• Directive:
Give the lines of the records from the line containing "mountain in this picture." up to and including the line containing "[0,116,71,157]" as a numbered list, leaving out any blank lines.
———
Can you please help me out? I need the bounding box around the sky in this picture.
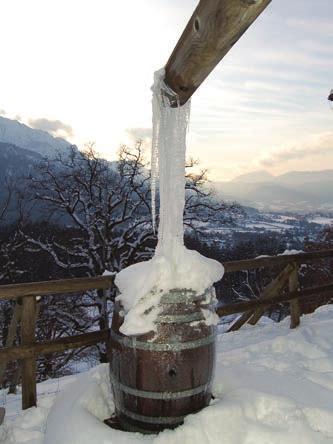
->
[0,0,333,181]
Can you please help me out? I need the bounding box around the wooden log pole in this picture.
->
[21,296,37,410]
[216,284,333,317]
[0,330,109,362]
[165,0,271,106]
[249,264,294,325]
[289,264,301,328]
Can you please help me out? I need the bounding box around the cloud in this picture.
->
———
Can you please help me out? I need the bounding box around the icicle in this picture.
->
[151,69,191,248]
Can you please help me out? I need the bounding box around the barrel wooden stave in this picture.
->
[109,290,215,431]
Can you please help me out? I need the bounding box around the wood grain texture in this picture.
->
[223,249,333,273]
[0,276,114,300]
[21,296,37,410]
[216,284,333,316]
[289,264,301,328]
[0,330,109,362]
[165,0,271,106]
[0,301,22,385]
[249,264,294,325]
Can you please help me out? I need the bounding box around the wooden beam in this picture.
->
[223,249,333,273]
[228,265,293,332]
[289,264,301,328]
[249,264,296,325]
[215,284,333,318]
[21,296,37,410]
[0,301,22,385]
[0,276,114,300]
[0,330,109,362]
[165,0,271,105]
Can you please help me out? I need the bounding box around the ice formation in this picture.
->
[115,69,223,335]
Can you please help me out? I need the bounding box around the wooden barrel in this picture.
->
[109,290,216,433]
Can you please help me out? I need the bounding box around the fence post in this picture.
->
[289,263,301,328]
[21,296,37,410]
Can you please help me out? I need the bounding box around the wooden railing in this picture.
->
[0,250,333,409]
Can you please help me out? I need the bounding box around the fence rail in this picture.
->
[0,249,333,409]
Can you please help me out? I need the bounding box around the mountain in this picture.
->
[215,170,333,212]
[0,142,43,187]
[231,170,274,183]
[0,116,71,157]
———
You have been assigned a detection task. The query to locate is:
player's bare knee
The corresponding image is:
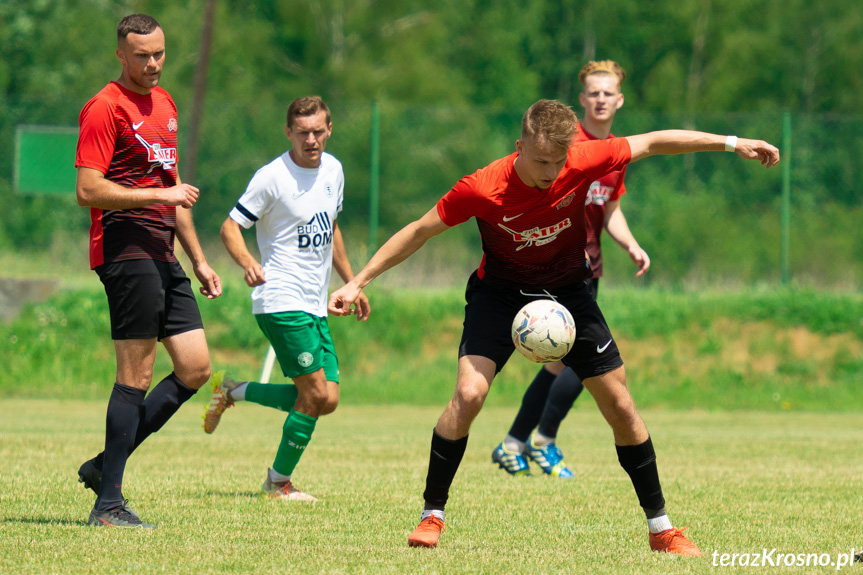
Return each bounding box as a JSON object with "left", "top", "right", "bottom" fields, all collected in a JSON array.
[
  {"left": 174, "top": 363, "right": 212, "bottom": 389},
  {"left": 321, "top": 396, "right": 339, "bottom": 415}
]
———
• Output for this task:
1. Can you please help me out? I need the bounding box around the mountain in this picture.
2. ->
3. [215,170,333,212]
4. [0,142,43,187]
5. [231,170,274,183]
6. [0,116,71,157]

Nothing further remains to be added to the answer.